— start of Text provided —

Main Page
From SubCloud
Welcome to the "SubCloud" wiki! This wiki is intended to serve users of SubCloud as a definitive reference guide and handbook.
Back to http://www.subcloud.com
Overview
SubCloud is a shared enterprise file system built on top of your Amazon S3 cloud storage. SubCloud is the fastest easiest way to integrate your enterprise with Amazon S3.
What's new in 2.0
(not yet released)
- Faster
- aggressive internal caching
- Streaming
- e.g., use darwin streaming server
- Encryption
- using AES
Prerequisites
- an Amazon S3 account!
- a machine running a modern Linux distro
- FUSE, at least 2.5
- GLIBC, at least 2.3.4
Getting Started with Trial Edition
- Sign up w/Amazon S3
- Download SubCloud, unpack it, and put the binary in /usr/bin
- Create a file called "/etc/passwd-subcloud" with the following line:
accessKeyId:secretAccessKey:licenseKey:expire
e.g., (non working)
0PN5J17HBGZHT7JJ3X82:uV3F3YluFJax1cknvbcGwgjvx4QpvB+leU8dUj2o:1pq02ow93ie84ur75yt61pq02ow93ie84ur75yt6=:2005-12-31
The fields are:
- AWS access key ID
- AWS secret access key
- SubCloud license key
- SubCloud license key expire
Note the above is just an example. You'll need to substitute the fields for your AWS credentials and SubCloud license key.
(You can get a SubCloud trial license key (a) from http://www.subcloud.com/download or (b) by contacting us via http://www.subcloud.com/contact.)
Now do something like this:
% mkdir /s3 % subcloud mybucket /s3
That's it! The bucket mybucket is now available read/write in the folder /s3! (If the bucket does not exist then a US bucket will be created.)
Note- bucketName must conform to the "additional guidelines" here: http://docs.amazonwebservices.com/AmazonS3/2006-03-01/index.html?BucketRestrictions.html
Try mkdir or vi, or try copying some files to /s3!
Getting Started with Enterprise Edition
Enterprise Edition is the exact same binary as Trial Edition. To activate Enterprise Edition simply substitute a permanent license key in "/etc/passwd-subcloud", e.g.,
1P0PN5J17HBGZHT7JJ3X82:uV3F3YluFJax1cknvbcGwgjvx4QpvB+leU8dUj2o:6ty57ru48ei39wo20qp16ty57ru48ei39wo20qp1=
You'll need to restart the subcloud binary for the license key to take effect, e.g.,
% umount /s3 % subcloud mybucket /s3
Note- unlike SubCloud Trial Edition, SubCloud Enterprise Edition does *not* automatically create buckets. You'll need to manually create buckets with another Amazon S3 client program, e.g., jets3t.
Encryption
New in release 2.0 (not yet released).

— end of Text provided —
— start of Collected material —

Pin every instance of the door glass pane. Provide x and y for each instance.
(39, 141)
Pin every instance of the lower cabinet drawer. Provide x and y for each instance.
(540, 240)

— end of Collected material —

Goal 1:
Revise the part of the SubCloud wiki page between "Note- bucketName must" and "(not yet released).", inclusive, replacing "binary" with "executable".
Goal 2:
Translate this sentence from the SubCloud wiki page into Spanish: "Enterprise Edition is the exact same binary as Trial Edition."
Goal 3:
Answer these questions using the SubCloud wiki page:
(a) What is the minimum FUSE version listed as a prerequisite?
(b) With Trial Edition, what kind of bucket is created if the bucket does not exist?
(c) What client program is given as an example for creating buckets manually with Enterprise Edition?

Full answer 1:
Note- bucketName must conform to the "additional guidelines" here: http://docs.amazonwebservices.com/AmazonS3/2006-03-01/index.html?BucketRestrictions.html
Try mkdir or vi, or try copying some files to /s3!
Getting Started with Enterprise Edition
Enterprise Edition is the exact same executable as Trial Edition. To activate Enterprise Edition simply substitute a permanent license key in "/etc/passwd-subcloud", e.g.,
1P0PN5J17HBGZHT7JJ3X82:uV3F3YluFJax1cknvbcGwgjvx4QpvB+leU8dUj2o:6ty57ru48ei39wo20qp16ty57ru48ei39wo20qp1=
You'll need to restart the subcloud executable for the license key to take effect, e.g.,
% umount /s3 % subcloud mybucket /s3
Note- unlike SubCloud Trial Edition, SubCloud Enterprise Edition does *not* automatically create buckets. You'll need to manually create buckets with another Amazon S3 client program, e.g., jets3t.
Encryption
New in release 2.0 (not yet released).

Full answer 2:
Enterprise Edition es exactamente el mismo binario que Trial Edition.

Full answer 3:
(a) 2.5
(b) A US bucket
(c) jets3t